AIM OF THE EXERCISE :: From the listing, collect all lines containing the word "shoulder".
▬▬▬▬▬▬
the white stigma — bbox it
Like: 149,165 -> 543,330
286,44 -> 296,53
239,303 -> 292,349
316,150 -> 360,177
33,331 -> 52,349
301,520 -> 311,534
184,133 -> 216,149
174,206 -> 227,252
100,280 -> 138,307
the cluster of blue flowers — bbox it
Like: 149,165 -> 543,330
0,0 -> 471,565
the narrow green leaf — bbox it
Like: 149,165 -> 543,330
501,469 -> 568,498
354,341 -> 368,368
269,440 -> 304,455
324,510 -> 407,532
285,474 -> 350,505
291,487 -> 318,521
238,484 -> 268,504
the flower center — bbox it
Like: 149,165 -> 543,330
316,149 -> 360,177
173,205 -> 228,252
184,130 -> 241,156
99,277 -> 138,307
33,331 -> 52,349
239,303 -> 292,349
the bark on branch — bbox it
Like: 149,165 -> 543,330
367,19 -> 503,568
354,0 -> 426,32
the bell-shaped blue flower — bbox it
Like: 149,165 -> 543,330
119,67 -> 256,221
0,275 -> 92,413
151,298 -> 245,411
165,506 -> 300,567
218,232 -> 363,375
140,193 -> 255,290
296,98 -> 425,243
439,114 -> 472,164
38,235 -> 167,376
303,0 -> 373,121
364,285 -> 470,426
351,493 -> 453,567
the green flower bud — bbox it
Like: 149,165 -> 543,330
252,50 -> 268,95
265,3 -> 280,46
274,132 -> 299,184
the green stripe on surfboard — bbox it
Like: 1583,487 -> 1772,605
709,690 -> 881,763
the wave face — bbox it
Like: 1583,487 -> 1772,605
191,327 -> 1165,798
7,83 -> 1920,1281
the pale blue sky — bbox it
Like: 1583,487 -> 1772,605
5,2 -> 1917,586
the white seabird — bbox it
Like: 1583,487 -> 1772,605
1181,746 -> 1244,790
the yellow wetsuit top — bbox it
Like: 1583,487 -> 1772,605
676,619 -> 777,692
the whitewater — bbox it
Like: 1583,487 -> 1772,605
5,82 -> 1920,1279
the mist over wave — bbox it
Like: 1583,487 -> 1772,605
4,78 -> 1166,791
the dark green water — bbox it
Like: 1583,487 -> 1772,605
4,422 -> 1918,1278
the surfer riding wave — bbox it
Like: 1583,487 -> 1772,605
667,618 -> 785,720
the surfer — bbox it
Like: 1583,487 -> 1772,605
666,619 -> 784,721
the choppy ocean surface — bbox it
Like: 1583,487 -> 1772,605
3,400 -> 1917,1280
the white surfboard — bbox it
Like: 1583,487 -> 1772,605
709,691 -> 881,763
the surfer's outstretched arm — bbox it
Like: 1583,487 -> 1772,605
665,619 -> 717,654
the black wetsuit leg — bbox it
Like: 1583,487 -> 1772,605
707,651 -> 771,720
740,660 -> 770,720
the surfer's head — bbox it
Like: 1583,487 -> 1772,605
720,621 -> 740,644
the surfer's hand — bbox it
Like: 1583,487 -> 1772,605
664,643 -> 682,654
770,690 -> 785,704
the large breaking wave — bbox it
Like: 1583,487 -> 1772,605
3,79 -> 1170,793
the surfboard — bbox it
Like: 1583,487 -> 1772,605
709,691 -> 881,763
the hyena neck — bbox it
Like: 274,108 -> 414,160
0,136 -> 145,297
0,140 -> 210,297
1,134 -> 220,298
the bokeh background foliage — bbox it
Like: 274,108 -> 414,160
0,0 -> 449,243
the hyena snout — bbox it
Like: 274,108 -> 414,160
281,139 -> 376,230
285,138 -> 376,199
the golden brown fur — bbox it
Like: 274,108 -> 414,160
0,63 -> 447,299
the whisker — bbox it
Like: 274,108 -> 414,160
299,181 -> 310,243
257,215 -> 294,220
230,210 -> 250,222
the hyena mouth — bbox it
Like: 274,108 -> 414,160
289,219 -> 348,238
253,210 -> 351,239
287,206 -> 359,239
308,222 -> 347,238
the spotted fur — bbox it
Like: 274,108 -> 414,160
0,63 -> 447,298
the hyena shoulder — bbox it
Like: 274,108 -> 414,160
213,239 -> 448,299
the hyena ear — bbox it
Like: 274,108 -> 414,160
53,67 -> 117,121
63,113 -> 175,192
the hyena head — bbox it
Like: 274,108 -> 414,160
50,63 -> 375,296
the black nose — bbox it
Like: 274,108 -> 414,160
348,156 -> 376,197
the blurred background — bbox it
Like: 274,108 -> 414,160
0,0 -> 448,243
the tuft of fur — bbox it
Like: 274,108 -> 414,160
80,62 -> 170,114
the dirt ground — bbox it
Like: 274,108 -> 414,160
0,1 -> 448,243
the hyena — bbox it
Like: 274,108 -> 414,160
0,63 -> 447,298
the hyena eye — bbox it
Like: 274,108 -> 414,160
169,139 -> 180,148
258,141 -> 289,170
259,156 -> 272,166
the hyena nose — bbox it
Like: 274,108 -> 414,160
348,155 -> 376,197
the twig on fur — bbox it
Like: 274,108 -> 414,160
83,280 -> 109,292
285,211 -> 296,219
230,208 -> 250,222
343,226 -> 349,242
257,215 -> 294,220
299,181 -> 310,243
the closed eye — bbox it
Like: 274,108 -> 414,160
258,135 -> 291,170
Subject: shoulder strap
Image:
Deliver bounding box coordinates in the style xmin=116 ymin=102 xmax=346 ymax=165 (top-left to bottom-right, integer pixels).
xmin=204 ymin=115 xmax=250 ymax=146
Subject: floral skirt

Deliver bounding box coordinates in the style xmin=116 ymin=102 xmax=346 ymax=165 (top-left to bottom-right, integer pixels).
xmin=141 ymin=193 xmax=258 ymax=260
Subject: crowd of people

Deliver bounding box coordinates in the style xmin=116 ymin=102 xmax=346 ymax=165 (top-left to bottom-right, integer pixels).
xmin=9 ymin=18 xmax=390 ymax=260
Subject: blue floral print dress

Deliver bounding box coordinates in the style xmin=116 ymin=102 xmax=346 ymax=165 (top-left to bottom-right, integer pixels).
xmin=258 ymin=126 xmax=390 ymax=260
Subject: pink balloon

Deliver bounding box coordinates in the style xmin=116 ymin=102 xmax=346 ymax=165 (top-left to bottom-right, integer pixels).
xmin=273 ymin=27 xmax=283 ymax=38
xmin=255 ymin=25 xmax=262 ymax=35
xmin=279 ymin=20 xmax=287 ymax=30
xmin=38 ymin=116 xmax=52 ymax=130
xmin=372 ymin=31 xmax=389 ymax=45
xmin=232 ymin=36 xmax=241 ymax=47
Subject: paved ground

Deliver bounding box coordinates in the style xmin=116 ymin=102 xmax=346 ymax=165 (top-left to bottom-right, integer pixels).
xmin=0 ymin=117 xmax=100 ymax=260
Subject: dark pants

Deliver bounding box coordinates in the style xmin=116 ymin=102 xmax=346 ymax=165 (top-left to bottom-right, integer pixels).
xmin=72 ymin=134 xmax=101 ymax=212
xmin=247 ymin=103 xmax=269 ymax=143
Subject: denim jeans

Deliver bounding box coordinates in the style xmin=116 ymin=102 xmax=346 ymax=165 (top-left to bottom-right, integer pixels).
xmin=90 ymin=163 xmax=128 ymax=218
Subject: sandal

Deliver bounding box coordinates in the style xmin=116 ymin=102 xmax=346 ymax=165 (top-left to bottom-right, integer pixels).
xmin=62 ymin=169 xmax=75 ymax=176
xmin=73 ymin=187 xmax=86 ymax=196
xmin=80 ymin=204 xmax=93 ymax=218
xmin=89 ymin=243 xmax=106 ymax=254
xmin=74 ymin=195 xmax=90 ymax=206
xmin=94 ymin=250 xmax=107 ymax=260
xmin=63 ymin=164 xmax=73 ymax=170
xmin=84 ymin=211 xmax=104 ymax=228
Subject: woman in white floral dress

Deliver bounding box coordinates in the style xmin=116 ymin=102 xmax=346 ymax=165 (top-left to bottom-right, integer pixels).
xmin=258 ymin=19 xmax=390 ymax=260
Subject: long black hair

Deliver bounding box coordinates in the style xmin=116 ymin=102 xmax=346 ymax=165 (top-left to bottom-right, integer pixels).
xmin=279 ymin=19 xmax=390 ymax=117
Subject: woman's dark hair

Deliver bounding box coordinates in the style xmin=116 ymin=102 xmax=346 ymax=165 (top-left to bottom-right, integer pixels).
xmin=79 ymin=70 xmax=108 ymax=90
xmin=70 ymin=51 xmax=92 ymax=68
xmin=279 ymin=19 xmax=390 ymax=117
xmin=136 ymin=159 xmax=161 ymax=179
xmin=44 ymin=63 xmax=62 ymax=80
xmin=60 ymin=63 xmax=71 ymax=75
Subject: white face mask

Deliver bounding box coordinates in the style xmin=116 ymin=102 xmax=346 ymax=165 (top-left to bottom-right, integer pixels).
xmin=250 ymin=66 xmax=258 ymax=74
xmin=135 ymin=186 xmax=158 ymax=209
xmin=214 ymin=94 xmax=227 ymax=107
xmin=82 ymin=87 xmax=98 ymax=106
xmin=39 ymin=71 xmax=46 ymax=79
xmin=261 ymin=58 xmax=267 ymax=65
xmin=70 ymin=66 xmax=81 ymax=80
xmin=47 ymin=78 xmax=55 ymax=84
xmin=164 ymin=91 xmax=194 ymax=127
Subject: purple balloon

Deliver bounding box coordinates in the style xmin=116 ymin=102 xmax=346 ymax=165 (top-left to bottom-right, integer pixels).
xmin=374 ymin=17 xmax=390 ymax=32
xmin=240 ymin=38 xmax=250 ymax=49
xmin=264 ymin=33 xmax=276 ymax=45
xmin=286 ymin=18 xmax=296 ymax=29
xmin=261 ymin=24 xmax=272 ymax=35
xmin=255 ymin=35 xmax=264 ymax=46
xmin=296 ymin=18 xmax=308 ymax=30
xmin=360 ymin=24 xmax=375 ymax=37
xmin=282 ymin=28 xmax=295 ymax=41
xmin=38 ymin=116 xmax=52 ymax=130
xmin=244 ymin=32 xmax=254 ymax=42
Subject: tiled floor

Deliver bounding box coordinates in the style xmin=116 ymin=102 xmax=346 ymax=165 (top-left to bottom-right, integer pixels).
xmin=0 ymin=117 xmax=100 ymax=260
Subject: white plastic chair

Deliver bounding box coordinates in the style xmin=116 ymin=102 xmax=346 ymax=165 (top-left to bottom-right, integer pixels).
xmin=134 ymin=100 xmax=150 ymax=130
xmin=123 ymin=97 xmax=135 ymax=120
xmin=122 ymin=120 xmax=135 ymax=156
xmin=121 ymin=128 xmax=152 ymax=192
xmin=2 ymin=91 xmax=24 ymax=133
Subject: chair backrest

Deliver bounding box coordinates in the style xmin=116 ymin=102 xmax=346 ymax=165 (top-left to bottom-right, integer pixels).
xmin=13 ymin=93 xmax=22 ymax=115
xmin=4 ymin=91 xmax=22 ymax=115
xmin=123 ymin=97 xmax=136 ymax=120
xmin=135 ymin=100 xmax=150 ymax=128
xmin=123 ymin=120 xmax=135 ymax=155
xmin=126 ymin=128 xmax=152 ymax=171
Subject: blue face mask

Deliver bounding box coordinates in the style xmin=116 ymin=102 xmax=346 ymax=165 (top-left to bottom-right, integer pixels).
▬▬▬▬▬▬
ANSWER SPACE ::
the hyena shoulder — bbox it
Subject: shoulder strap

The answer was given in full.